| Data for this task |
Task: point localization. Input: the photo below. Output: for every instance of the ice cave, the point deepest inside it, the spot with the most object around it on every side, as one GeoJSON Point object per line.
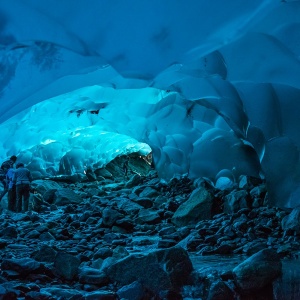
{"type": "Point", "coordinates": [211, 88]}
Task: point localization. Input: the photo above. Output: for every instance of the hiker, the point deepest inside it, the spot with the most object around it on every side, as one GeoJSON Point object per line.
{"type": "Point", "coordinates": [37, 201]}
{"type": "Point", "coordinates": [6, 165]}
{"type": "Point", "coordinates": [22, 179]}
{"type": "Point", "coordinates": [11, 187]}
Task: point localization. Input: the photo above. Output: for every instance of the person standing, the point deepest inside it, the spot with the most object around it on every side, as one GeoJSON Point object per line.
{"type": "Point", "coordinates": [22, 179]}
{"type": "Point", "coordinates": [6, 165]}
{"type": "Point", "coordinates": [11, 190]}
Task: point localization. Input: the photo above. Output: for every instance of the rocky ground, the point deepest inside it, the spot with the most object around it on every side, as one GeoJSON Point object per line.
{"type": "Point", "coordinates": [136, 239]}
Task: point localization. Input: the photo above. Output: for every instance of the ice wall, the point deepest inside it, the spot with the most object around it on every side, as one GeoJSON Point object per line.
{"type": "Point", "coordinates": [211, 86]}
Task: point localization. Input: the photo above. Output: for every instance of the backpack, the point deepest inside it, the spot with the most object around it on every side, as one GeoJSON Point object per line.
{"type": "Point", "coordinates": [6, 165]}
{"type": "Point", "coordinates": [2, 175]}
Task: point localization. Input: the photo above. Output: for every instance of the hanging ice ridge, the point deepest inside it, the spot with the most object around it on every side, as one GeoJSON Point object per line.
{"type": "Point", "coordinates": [213, 87]}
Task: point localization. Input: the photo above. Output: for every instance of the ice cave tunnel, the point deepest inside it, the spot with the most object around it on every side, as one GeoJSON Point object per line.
{"type": "Point", "coordinates": [212, 88]}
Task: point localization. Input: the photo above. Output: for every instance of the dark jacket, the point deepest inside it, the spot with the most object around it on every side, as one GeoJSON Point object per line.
{"type": "Point", "coordinates": [6, 165]}
{"type": "Point", "coordinates": [22, 176]}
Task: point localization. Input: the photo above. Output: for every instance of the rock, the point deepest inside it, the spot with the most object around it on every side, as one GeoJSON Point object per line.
{"type": "Point", "coordinates": [149, 192]}
{"type": "Point", "coordinates": [42, 186]}
{"type": "Point", "coordinates": [147, 216]}
{"type": "Point", "coordinates": [159, 270]}
{"type": "Point", "coordinates": [101, 295]}
{"type": "Point", "coordinates": [103, 173]}
{"type": "Point", "coordinates": [236, 200]}
{"type": "Point", "coordinates": [61, 293]}
{"type": "Point", "coordinates": [92, 276]}
{"type": "Point", "coordinates": [133, 181]}
{"type": "Point", "coordinates": [103, 253]}
{"type": "Point", "coordinates": [66, 265]}
{"type": "Point", "coordinates": [219, 291]}
{"type": "Point", "coordinates": [9, 232]}
{"type": "Point", "coordinates": [197, 207]}
{"type": "Point", "coordinates": [45, 254]}
{"type": "Point", "coordinates": [133, 291]}
{"type": "Point", "coordinates": [145, 202]}
{"type": "Point", "coordinates": [292, 221]}
{"type": "Point", "coordinates": [66, 196]}
{"type": "Point", "coordinates": [257, 271]}
{"type": "Point", "coordinates": [23, 266]}
{"type": "Point", "coordinates": [110, 216]}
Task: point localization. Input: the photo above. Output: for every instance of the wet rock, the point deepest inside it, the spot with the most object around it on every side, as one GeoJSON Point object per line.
{"type": "Point", "coordinates": [159, 270]}
{"type": "Point", "coordinates": [219, 290]}
{"type": "Point", "coordinates": [23, 266]}
{"type": "Point", "coordinates": [10, 232]}
{"type": "Point", "coordinates": [66, 196]}
{"type": "Point", "coordinates": [235, 201]}
{"type": "Point", "coordinates": [197, 207]}
{"type": "Point", "coordinates": [66, 265]}
{"type": "Point", "coordinates": [45, 254]}
{"type": "Point", "coordinates": [257, 271]}
{"type": "Point", "coordinates": [144, 202]}
{"type": "Point", "coordinates": [133, 181]}
{"type": "Point", "coordinates": [149, 192]}
{"type": "Point", "coordinates": [133, 291]}
{"type": "Point", "coordinates": [147, 216]}
{"type": "Point", "coordinates": [92, 276]}
{"type": "Point", "coordinates": [101, 295]}
{"type": "Point", "coordinates": [292, 221]}
{"type": "Point", "coordinates": [110, 216]}
{"type": "Point", "coordinates": [61, 293]}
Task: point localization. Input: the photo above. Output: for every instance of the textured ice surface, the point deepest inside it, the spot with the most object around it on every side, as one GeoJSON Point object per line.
{"type": "Point", "coordinates": [212, 87]}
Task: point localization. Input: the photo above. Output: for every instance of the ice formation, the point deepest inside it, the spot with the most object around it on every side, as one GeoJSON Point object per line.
{"type": "Point", "coordinates": [211, 87]}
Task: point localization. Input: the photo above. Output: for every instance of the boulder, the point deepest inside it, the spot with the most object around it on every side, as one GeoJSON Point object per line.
{"type": "Point", "coordinates": [66, 265]}
{"type": "Point", "coordinates": [292, 221]}
{"type": "Point", "coordinates": [23, 266]}
{"type": "Point", "coordinates": [66, 196]}
{"type": "Point", "coordinates": [133, 291]}
{"type": "Point", "coordinates": [234, 201]}
{"type": "Point", "coordinates": [42, 186]}
{"type": "Point", "coordinates": [159, 270]}
{"type": "Point", "coordinates": [92, 276]}
{"type": "Point", "coordinates": [198, 207]}
{"type": "Point", "coordinates": [110, 216]}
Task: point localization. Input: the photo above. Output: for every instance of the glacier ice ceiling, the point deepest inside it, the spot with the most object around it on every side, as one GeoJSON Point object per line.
{"type": "Point", "coordinates": [211, 87]}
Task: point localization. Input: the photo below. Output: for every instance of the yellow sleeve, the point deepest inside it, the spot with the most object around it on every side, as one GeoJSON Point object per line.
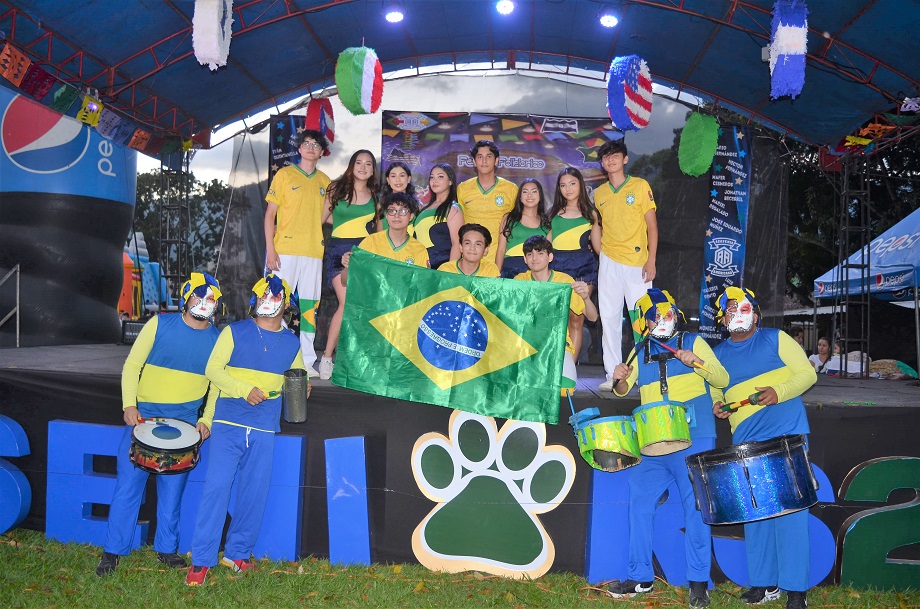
{"type": "Point", "coordinates": [717, 375]}
{"type": "Point", "coordinates": [207, 417]}
{"type": "Point", "coordinates": [629, 381]}
{"type": "Point", "coordinates": [216, 370]}
{"type": "Point", "coordinates": [803, 373]}
{"type": "Point", "coordinates": [131, 371]}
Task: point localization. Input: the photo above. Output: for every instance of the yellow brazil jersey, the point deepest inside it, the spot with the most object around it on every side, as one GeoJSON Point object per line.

| Exercise brief |
Would you return all of the data above word for word, omitting every picture?

| Response area |
Task: point localization. Input: the photo below. Output: for every instance of the ice cave, the point deepest inside it, the spot with the most object around it on every side, as one GeoJSON Point object per line.
{"type": "Point", "coordinates": [211, 88]}
Task: point localization. Input: the photo above. Output: for every instance of the hiker, the point deepest inside it, the spot with the most object around it on every side, as one GeoJSON Point object per line.
{"type": "Point", "coordinates": [37, 201]}
{"type": "Point", "coordinates": [6, 165]}
{"type": "Point", "coordinates": [22, 179]}
{"type": "Point", "coordinates": [11, 187]}
Task: point localization. Input: the photo above. Output: for every instance of the person standing, the point deepest inside it, the spot with the most object around it on every side, as one GeoJSON Point object per line.
{"type": "Point", "coordinates": [22, 179]}
{"type": "Point", "coordinates": [6, 165]}
{"type": "Point", "coordinates": [11, 190]}
Task: point localization. Input: the photo above. Output: for every instance of the rocky ground, the point deepest inside it, the spot with the most object around it on every side, as one GeoJSON Point object per line.
{"type": "Point", "coordinates": [136, 239]}
Task: point localization. Input: the photo above. Output: for every instance of the ice wall, the point deepest inside it, the spot with the most object around it on every side, as one GeoJSON Point object per line.
{"type": "Point", "coordinates": [211, 86]}
Task: point localization. Input: the photo above. Output: for every instance of the backpack, the point deepest inside it, the spot with the most object around it on every side, as one GeoJSON Point object per line.
{"type": "Point", "coordinates": [6, 165]}
{"type": "Point", "coordinates": [2, 175]}
Task: point localization. Input: the photo above. Output: for every instance of the hanging ice ridge, the point deepest inside it, the spot with the most object around it on every side, as one GeoJSON Point object per line.
{"type": "Point", "coordinates": [213, 87]}
Task: point localization. Input: the photo above. Output: for every instance of the ice cave tunnel, the point deepest inside it, the spot with the most object around it on every side, as one GeoJSON Point object per line.
{"type": "Point", "coordinates": [212, 88]}
Task: point localization. Input: the photo above. Output: for every instance of the dark jacket, the point deepest inside it, the spot with the most object around it on every side, as one GeoJSON Point object per line.
{"type": "Point", "coordinates": [6, 165]}
{"type": "Point", "coordinates": [22, 176]}
Task: point localization. Input: the photo above. Output: for every instance of the rock, the point deepest inside it, the spot with the most object around it on every side, as one GeoJSON Point object per line.
{"type": "Point", "coordinates": [149, 192]}
{"type": "Point", "coordinates": [42, 186]}
{"type": "Point", "coordinates": [147, 216]}
{"type": "Point", "coordinates": [159, 270]}
{"type": "Point", "coordinates": [101, 295]}
{"type": "Point", "coordinates": [103, 173]}
{"type": "Point", "coordinates": [236, 200]}
{"type": "Point", "coordinates": [61, 293]}
{"type": "Point", "coordinates": [92, 276]}
{"type": "Point", "coordinates": [133, 181]}
{"type": "Point", "coordinates": [103, 253]}
{"type": "Point", "coordinates": [66, 265]}
{"type": "Point", "coordinates": [219, 291]}
{"type": "Point", "coordinates": [9, 232]}
{"type": "Point", "coordinates": [197, 207]}
{"type": "Point", "coordinates": [45, 254]}
{"type": "Point", "coordinates": [133, 291]}
{"type": "Point", "coordinates": [145, 202]}
{"type": "Point", "coordinates": [292, 221]}
{"type": "Point", "coordinates": [66, 196]}
{"type": "Point", "coordinates": [257, 271]}
{"type": "Point", "coordinates": [23, 266]}
{"type": "Point", "coordinates": [110, 216]}
Task: point localization. Input: the photo above. Output: for every instance of the wet rock, the point deepest inside it, the spot with the most object around it on every side, as one GeoJSON Point object per line.
{"type": "Point", "coordinates": [159, 270]}
{"type": "Point", "coordinates": [219, 290]}
{"type": "Point", "coordinates": [23, 266]}
{"type": "Point", "coordinates": [10, 232]}
{"type": "Point", "coordinates": [66, 196]}
{"type": "Point", "coordinates": [235, 201]}
{"type": "Point", "coordinates": [197, 207]}
{"type": "Point", "coordinates": [66, 265]}
{"type": "Point", "coordinates": [45, 254]}
{"type": "Point", "coordinates": [257, 271]}
{"type": "Point", "coordinates": [144, 202]}
{"type": "Point", "coordinates": [133, 181]}
{"type": "Point", "coordinates": [149, 192]}
{"type": "Point", "coordinates": [133, 291]}
{"type": "Point", "coordinates": [147, 216]}
{"type": "Point", "coordinates": [92, 276]}
{"type": "Point", "coordinates": [101, 295]}
{"type": "Point", "coordinates": [292, 221]}
{"type": "Point", "coordinates": [110, 216]}
{"type": "Point", "coordinates": [61, 293]}
Task: point localization. Input: the photo above. Output: for every instance of the textured ice surface, the point deepest inside it, the spot with the most object around it on every side, as one GeoJSON Point object per line.
{"type": "Point", "coordinates": [212, 87]}
Task: point localization. Input: the photo above. Output: for every instance of the ice formation, the point deepest inside it, the spot with the most object around it on every side, as one GeoJSON Point object per line.
{"type": "Point", "coordinates": [211, 87]}
Task: point localization. Input: the photo above. Output: for every instance of the boulder, the point deepest inside it, the spot with the most object around it on every side, as one GeoJSON Point object per line.
{"type": "Point", "coordinates": [66, 265]}
{"type": "Point", "coordinates": [292, 221]}
{"type": "Point", "coordinates": [23, 266]}
{"type": "Point", "coordinates": [66, 196]}
{"type": "Point", "coordinates": [133, 291]}
{"type": "Point", "coordinates": [234, 201]}
{"type": "Point", "coordinates": [42, 186]}
{"type": "Point", "coordinates": [159, 270]}
{"type": "Point", "coordinates": [92, 276]}
{"type": "Point", "coordinates": [198, 207]}
{"type": "Point", "coordinates": [110, 216]}
Task: point localization. Input: the photo above. Output: for every instance of the glacier ice ceiling, the point deepest inside it, the spot with the most object around it on every side, as one GeoJSON Point object per line.
{"type": "Point", "coordinates": [211, 87]}
Task: point localization. Input: the photo below. Output: for every instance of the yellow sleeve, the point deepest inside it, the spot with the most object around it on every side, as one GeoJSON Point object per line.
{"type": "Point", "coordinates": [717, 375]}
{"type": "Point", "coordinates": [207, 417]}
{"type": "Point", "coordinates": [629, 381]}
{"type": "Point", "coordinates": [216, 370]}
{"type": "Point", "coordinates": [803, 373]}
{"type": "Point", "coordinates": [131, 371]}
Task: point localization. Input: the photo above. Output: for every instance of the yellow brazil jersey, the point deepest inside it, the spot with the most object around it on every side, as one GeoJSON Point object per line.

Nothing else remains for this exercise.